──────── BRON

Pieken en dalen
Door: Tessa Romein
Blijf op de hoogte en volg Tessa
09 Oktober 2014 | Australië, Kakadu
Een zweterige hike door jungle-achtig struikgewas brengt ons bij het bassin van de Mamuk-waterval. Het water is superhelder en prachtig van kleur en meerdere mensen willen er wel een duik nemen. Het is er ook krokovrij, wat in deze omgeving niet vanzelfsprekend is. Er zijn hier zoet-en zoutwaterkrokodillen en die zijn (zo leren wij) heel verschillend: de zoete variant is erg schuw en daar heb je helemaal geen last van (dat zal best, maar als ik wist dat er ergens eentje huisde ging ik toch niet het water in), maar de “salties” zijn rete-agressief en vallen je zonder enige provocatie aan – het feit dat je bestáát is kennelijk al een provocatie. Langs het wandelpad staan dan ook meermaals bordjes met ‘crocodile warnings’: ga niet te water, ga niet van het pad af… ze kunnen best in de buurt zijn.

────────────────
──────── AANGELEVERDE GEGEVENS

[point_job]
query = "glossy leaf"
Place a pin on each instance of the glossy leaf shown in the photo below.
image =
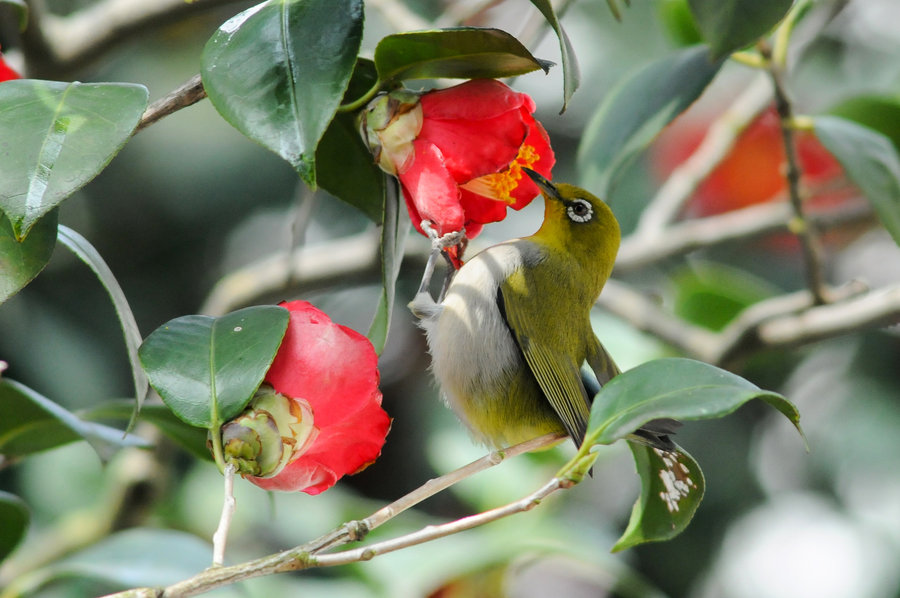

────────────────

## JOUW OPDRACHTEN
a - Beantwoord de volgende vragen aan de hand van het reisverslag over Kakadu.
(i) Op welke datum is het verslag geplaatst?
(ii) Waar komen de wandelaars uit na de hike door het struikgewas?
(iii) Welke twee aanwijzingen staan er op de bordjes langs het wandelpad?
b - Leg uit waarom er volgens het reisverslag over Kakadu langs het wandelpad waarschuwingsbordjes voor krokodillen staan.

## ANTWOORDEN PER OPDRACHT
a -
(i) Op 9 oktober 2014.
(ii) Bij het bassin van de Mamuk-waterval.
(iii) Ga niet te water en ga niet van het pad af.

b - In het gebied leven zoutwaterkrokodillen, de "salties", die erg agressief zijn en mensen zonder enige provocatie aanvallen. Ze kunnen in de buurt van het pad zijn, en daarom waarschuwen de bordjes om niet het water in te gaan en niet van het pad af te gaan.